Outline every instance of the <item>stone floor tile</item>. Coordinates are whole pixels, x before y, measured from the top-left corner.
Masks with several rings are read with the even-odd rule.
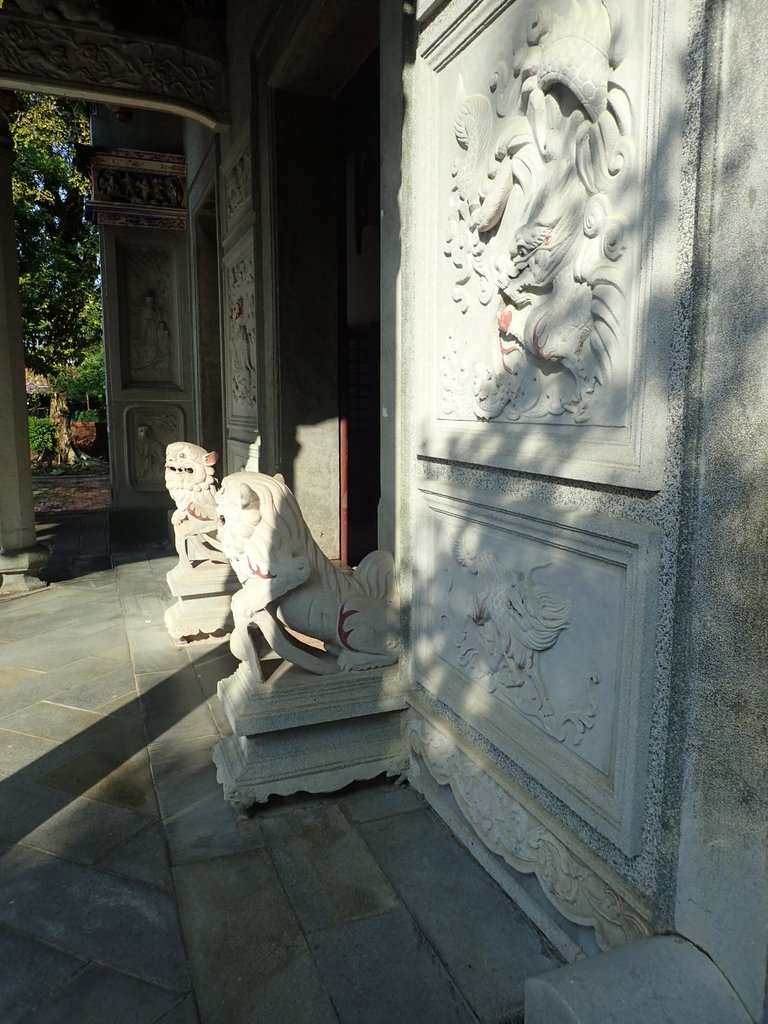
[[[85,961],[0,926],[0,1020],[29,1021],[30,1010],[82,971]],[[73,1018],[76,1020],[77,1018]]]
[[[40,669],[14,668],[13,666],[0,666],[0,693],[3,690],[11,689],[20,683],[28,683],[43,675]]]
[[[424,801],[408,785],[393,786],[391,779],[345,793],[339,808],[352,822],[375,821],[392,814],[407,814],[424,809]]]
[[[103,715],[47,700],[29,704],[20,711],[4,716],[0,719],[0,725],[4,729],[55,740],[57,743],[75,737],[87,743],[89,737],[98,738],[99,735],[104,737],[102,742],[109,742],[113,733],[121,731],[119,725]]]
[[[159,813],[144,749],[125,757],[119,751],[88,749],[72,742],[39,759],[30,767],[29,777],[40,785],[75,796],[151,815]]]
[[[189,668],[189,659],[183,650],[173,646],[171,638],[161,625],[147,624],[144,628],[128,628],[128,644],[136,675],[158,672],[181,672]]]
[[[208,736],[213,742],[219,730],[191,665],[166,676],[137,676],[141,709],[150,744],[158,740],[185,740]]]
[[[0,772],[11,775],[30,766],[45,763],[45,758],[56,749],[52,740],[38,736],[25,736],[10,729],[0,729]]]
[[[93,864],[154,819],[146,814],[38,786],[0,779],[0,837]]]
[[[261,823],[305,931],[400,906],[367,846],[335,805],[264,815]]]
[[[38,1006],[29,1024],[154,1024],[179,993],[89,964]]]
[[[25,681],[18,682],[14,686],[8,686],[6,689],[0,689],[0,721],[6,716],[21,711],[22,708],[29,707],[31,704],[36,704],[41,700],[69,703],[70,706],[77,707],[79,706],[77,695],[81,688],[87,694],[89,692],[89,684],[95,680],[105,680],[104,683],[95,683],[95,689],[103,686],[108,691],[105,693],[105,700],[109,700],[110,687],[117,686],[122,691],[123,685],[130,679],[135,697],[135,684],[130,665],[122,669],[123,683],[119,683],[118,676],[111,680],[106,678],[111,673],[117,671],[120,670],[102,658],[82,658],[79,661],[72,662],[71,665],[64,666],[60,670],[52,669],[50,672],[35,672],[33,676],[30,676]],[[74,691],[74,695],[72,691]],[[93,702],[89,703],[92,704]],[[102,701],[101,703],[104,702]],[[96,710],[96,708],[89,707],[83,710]]]
[[[185,864],[174,879],[201,1024],[337,1024],[266,851]]]
[[[173,899],[139,882],[16,846],[0,857],[0,923],[166,988],[189,989]]]
[[[87,638],[76,630],[54,629],[28,640],[17,640],[0,649],[0,665],[43,671],[58,668],[82,658],[86,645],[89,654],[97,654],[101,648],[113,647],[120,640],[119,635],[115,636],[117,629],[122,631],[122,625],[101,625]]]
[[[194,996],[185,996],[180,1003],[176,1003],[173,1009],[164,1013],[157,1024],[200,1024]]]
[[[171,867],[163,827],[155,822],[122,846],[113,850],[98,865],[124,878],[133,878],[171,892]]]
[[[493,879],[426,808],[359,828],[478,1017],[519,1012],[525,979],[559,961]]]
[[[477,1021],[405,910],[347,921],[307,941],[342,1024]]]
[[[224,799],[211,750],[208,740],[168,742],[151,748],[157,797],[174,864],[264,845],[259,820],[236,814]]]

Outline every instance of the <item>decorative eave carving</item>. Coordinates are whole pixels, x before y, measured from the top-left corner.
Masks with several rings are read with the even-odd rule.
[[[442,729],[414,714],[405,726],[411,782],[417,789],[423,763],[435,781],[451,787],[463,814],[485,845],[515,870],[535,874],[544,894],[576,924],[594,928],[601,949],[651,934],[645,915],[577,857],[512,793]]]
[[[172,43],[0,10],[0,88],[40,89],[192,117],[229,119],[224,64]]]

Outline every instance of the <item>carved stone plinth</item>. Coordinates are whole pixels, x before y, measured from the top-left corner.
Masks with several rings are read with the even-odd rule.
[[[48,548],[38,544],[26,551],[0,553],[0,597],[27,594],[47,586],[40,579],[40,570],[48,564]]]
[[[232,630],[232,594],[238,587],[229,565],[177,565],[166,576],[177,599],[165,613],[165,628],[179,646],[218,643]]]
[[[397,669],[319,679],[276,661],[267,681],[254,680],[243,664],[219,683],[234,735],[221,740],[213,759],[231,804],[245,810],[272,795],[330,793],[407,769]]]

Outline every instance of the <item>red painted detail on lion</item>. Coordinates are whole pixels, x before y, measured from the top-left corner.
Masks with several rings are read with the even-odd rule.
[[[201,515],[199,515],[196,512],[194,505],[187,505],[187,515],[191,516],[193,519],[197,519],[201,523],[212,523],[213,522],[213,520],[211,519],[210,516],[201,516]]]
[[[350,617],[350,615],[354,615],[356,612],[357,608],[345,609],[344,605],[342,605],[339,610],[339,625],[337,627],[336,632],[338,633],[339,640],[341,640],[341,644],[343,647],[346,647],[348,651],[355,651],[355,653],[359,653],[357,651],[357,648],[353,647],[352,644],[349,642],[349,638],[352,635],[352,630],[346,628],[347,619]]]
[[[253,575],[254,576],[258,576],[260,580],[273,580],[273,579],[275,579],[275,574],[273,572],[269,572],[269,571],[262,572],[261,568],[258,565],[254,566],[253,562],[247,556],[246,556],[245,560],[248,563],[248,568],[251,570]]]

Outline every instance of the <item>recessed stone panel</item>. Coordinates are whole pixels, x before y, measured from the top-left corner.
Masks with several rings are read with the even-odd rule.
[[[659,6],[456,2],[422,33],[422,454],[661,486],[683,95]]]
[[[134,490],[165,490],[165,449],[184,437],[184,431],[184,411],[178,405],[157,403],[126,409],[128,479]]]
[[[423,492],[419,682],[636,853],[657,531],[440,491]]]
[[[256,427],[256,281],[253,232],[224,257],[224,393],[227,424]]]

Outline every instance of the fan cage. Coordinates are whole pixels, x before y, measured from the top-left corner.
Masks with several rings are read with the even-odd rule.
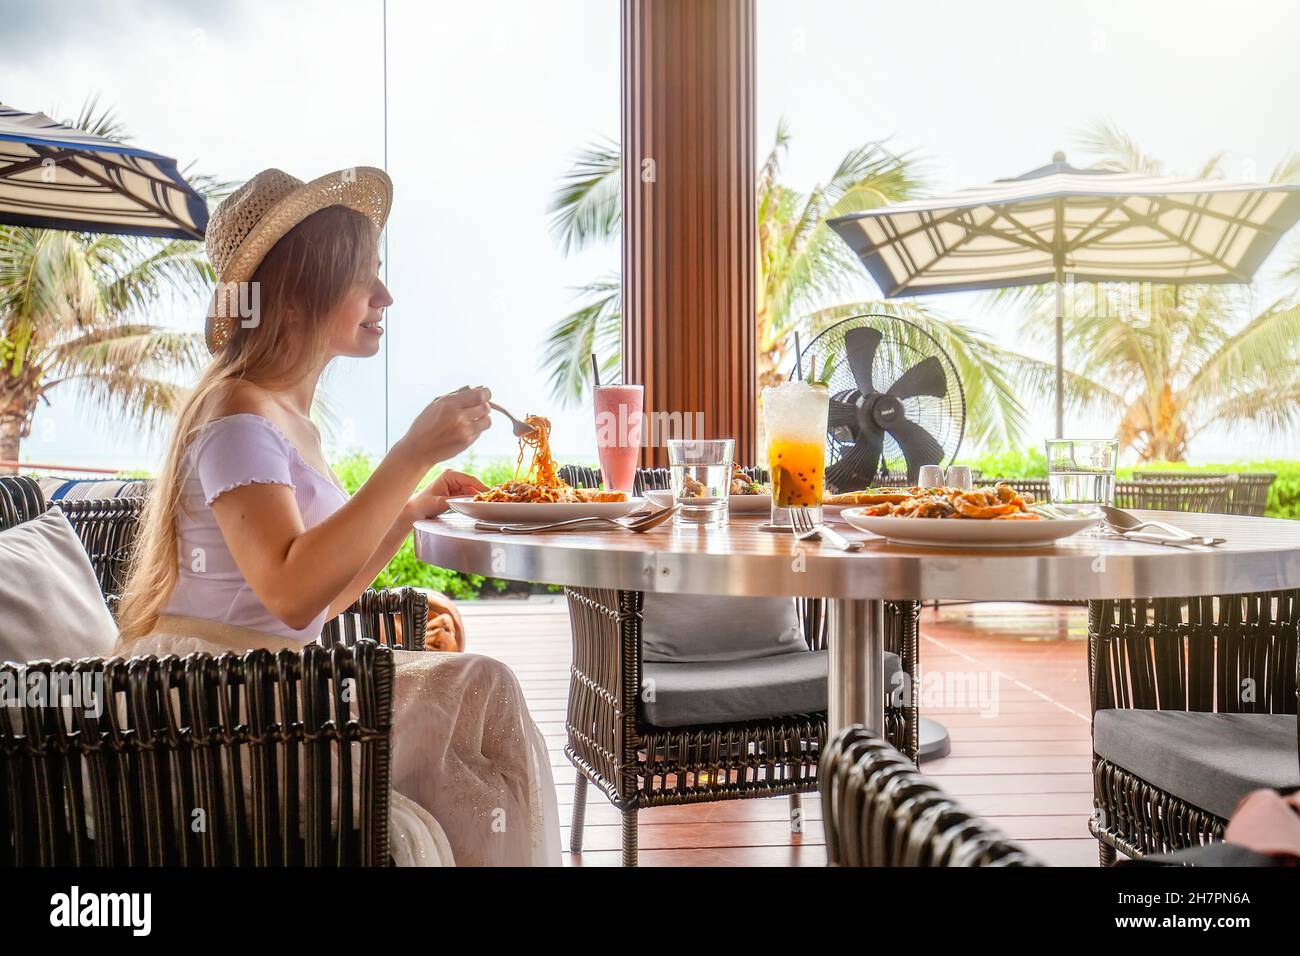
────────
## PROBLEM DETAILS
Please give the number of lines in the listing that hold "Coordinates", and no other text.

## SOLUTION TO THIS PROBLEM
6